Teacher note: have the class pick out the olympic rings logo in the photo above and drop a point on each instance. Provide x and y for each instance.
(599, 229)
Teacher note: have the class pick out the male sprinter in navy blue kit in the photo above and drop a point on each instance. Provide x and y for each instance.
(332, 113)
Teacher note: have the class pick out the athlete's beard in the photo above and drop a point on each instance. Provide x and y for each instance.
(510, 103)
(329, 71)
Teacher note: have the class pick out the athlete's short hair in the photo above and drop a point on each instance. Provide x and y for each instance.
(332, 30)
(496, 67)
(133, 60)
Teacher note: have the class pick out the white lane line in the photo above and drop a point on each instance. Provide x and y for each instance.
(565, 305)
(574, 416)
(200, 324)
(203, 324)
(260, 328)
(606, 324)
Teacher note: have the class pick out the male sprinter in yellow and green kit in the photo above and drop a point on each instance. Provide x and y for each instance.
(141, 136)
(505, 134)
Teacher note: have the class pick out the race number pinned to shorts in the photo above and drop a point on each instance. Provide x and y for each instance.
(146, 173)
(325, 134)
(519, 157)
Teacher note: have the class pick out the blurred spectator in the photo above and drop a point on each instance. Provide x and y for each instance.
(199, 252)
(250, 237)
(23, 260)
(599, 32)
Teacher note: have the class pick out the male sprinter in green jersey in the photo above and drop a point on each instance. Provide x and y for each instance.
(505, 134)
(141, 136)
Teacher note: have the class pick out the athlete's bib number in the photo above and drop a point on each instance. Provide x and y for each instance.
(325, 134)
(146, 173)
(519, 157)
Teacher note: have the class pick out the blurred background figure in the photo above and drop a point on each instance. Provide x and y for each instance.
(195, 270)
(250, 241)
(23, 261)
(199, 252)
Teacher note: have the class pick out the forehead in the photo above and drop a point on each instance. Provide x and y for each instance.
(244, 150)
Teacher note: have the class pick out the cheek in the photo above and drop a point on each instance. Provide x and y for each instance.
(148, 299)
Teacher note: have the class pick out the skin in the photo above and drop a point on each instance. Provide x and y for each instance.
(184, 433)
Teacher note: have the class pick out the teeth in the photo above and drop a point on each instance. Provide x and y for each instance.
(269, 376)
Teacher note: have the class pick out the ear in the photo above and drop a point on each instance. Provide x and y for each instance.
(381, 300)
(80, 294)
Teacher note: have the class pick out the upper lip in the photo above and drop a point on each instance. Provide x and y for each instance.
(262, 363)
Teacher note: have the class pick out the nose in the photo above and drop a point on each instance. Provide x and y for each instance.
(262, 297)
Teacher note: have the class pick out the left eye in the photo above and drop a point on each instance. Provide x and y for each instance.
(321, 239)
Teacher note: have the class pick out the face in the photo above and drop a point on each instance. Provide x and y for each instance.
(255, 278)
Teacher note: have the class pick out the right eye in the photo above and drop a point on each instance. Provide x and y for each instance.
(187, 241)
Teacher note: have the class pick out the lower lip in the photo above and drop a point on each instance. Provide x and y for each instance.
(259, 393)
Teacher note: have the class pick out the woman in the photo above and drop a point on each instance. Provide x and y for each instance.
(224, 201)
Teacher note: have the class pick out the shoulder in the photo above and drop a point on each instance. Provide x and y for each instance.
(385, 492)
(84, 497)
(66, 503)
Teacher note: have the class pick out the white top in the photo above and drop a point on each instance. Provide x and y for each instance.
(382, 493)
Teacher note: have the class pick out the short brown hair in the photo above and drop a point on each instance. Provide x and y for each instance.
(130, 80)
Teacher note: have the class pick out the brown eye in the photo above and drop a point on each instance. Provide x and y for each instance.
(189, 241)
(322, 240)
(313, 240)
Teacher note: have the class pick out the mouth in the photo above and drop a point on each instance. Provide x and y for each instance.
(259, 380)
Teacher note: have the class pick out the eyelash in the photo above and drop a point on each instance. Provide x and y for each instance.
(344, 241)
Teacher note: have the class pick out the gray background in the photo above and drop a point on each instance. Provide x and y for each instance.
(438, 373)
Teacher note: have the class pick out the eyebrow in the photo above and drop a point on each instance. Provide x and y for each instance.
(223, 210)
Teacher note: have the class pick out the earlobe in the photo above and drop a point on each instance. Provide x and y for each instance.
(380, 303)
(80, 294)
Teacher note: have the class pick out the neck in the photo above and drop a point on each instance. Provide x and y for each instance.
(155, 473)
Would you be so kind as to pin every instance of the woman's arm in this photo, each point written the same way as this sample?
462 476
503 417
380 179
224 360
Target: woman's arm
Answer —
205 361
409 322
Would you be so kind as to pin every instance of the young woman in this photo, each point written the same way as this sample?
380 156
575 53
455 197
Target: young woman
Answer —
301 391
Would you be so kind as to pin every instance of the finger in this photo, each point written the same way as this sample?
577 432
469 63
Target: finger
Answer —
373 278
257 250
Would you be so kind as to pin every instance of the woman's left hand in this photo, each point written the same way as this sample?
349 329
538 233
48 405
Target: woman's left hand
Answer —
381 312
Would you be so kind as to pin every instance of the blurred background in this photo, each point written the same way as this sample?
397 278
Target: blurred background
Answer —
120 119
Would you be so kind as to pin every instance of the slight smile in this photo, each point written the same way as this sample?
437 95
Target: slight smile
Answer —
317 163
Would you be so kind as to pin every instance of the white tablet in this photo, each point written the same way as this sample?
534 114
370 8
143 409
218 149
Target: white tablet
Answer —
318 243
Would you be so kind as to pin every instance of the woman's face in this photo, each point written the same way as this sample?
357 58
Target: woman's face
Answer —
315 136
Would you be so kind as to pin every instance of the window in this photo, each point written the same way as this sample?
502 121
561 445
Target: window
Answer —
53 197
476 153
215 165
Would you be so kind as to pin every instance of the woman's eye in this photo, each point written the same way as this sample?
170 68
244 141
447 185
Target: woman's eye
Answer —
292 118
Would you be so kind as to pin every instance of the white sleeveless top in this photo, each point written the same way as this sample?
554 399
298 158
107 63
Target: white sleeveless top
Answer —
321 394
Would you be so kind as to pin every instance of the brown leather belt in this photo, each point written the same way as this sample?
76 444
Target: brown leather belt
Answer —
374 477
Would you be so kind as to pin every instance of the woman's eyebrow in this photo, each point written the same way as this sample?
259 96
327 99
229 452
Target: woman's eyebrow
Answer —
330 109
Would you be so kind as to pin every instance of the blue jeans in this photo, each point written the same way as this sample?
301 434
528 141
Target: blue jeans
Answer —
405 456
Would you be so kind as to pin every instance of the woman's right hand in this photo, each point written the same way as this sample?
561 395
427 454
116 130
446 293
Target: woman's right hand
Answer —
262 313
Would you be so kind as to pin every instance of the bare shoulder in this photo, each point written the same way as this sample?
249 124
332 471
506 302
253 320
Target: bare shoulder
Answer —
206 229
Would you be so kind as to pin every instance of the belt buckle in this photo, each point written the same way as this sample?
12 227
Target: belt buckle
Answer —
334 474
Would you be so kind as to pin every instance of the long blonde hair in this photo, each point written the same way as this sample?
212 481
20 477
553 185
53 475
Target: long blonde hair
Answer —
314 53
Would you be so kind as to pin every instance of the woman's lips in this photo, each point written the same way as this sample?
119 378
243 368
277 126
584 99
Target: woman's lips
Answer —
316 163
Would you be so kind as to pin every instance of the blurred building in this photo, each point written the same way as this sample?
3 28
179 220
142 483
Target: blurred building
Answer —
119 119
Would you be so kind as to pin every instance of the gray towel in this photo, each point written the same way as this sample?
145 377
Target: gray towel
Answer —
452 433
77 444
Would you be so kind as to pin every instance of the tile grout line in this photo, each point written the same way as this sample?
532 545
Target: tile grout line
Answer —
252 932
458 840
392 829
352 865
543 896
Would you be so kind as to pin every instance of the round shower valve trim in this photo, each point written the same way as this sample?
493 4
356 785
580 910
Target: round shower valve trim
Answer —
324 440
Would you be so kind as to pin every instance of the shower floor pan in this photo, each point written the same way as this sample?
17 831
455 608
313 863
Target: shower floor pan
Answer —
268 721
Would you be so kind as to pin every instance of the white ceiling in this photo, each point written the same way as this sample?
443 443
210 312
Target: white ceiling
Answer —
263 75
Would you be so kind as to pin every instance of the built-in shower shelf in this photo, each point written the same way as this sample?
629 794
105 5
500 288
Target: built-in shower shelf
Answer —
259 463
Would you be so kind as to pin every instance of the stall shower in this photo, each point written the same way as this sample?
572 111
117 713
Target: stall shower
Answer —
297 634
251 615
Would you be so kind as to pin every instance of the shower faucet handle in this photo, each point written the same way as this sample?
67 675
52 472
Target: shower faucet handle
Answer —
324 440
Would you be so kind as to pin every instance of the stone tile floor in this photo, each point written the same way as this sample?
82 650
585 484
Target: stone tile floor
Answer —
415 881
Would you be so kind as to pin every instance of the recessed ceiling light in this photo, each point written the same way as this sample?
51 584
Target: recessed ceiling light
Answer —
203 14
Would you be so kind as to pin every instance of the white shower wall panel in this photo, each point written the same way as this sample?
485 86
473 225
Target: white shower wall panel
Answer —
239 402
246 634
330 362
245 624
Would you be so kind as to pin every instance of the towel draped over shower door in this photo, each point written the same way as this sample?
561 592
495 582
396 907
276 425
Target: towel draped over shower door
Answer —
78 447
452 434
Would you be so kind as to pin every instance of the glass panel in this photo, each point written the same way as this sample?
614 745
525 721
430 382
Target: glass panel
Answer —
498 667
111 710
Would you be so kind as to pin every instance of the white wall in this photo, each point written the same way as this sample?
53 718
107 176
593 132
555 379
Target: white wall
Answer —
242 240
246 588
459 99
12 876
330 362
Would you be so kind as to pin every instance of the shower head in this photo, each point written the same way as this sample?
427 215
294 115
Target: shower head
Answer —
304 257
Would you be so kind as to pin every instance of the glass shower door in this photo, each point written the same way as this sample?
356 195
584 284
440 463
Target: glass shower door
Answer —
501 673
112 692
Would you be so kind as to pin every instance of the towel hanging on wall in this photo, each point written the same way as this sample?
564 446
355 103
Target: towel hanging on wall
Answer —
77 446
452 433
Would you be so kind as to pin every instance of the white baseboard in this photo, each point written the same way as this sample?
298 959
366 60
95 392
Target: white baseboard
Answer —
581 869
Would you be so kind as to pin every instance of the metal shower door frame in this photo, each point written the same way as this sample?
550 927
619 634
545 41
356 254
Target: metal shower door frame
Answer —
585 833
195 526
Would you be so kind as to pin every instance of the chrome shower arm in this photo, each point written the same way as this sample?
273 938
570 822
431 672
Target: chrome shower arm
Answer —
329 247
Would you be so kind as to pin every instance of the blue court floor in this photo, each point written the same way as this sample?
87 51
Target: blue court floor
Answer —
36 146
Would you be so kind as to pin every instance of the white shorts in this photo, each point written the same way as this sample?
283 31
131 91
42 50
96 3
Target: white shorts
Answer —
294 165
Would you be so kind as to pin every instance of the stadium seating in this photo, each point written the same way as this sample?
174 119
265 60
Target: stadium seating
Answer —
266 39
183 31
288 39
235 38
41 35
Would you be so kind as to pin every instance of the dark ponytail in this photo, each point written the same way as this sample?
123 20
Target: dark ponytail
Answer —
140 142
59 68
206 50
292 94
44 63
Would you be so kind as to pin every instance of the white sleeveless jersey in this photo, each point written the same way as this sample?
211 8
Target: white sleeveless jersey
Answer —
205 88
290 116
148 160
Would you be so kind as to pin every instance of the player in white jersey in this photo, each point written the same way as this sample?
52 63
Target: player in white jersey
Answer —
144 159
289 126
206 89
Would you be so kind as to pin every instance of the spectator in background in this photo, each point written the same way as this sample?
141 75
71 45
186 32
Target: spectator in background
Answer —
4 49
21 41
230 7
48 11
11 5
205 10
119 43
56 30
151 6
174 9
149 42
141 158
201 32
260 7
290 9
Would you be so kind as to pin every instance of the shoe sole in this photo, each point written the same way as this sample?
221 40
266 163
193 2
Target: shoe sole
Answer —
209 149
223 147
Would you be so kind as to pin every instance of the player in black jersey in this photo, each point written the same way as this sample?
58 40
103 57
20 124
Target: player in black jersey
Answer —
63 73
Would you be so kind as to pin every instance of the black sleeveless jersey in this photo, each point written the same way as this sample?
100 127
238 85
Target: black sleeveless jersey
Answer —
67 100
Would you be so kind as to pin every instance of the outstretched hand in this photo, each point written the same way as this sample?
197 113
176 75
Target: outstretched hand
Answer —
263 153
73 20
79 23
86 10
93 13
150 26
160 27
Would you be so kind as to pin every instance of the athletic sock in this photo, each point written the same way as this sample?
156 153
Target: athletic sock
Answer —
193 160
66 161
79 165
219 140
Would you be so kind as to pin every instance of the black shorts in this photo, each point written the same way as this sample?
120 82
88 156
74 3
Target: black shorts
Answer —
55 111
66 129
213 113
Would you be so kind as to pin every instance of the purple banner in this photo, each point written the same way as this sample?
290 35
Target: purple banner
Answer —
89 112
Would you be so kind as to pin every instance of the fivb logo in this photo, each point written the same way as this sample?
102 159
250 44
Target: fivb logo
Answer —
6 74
· · · · · · ·
- TO DO -
Read the entries and pick out all lines that include the word "metal".

- REPLY TO THE EXERCISE -
Would you be so kind as to pin every instance of the metal shower door frame in this photo, each point written the same way as this sample?
Target: metal shower door frame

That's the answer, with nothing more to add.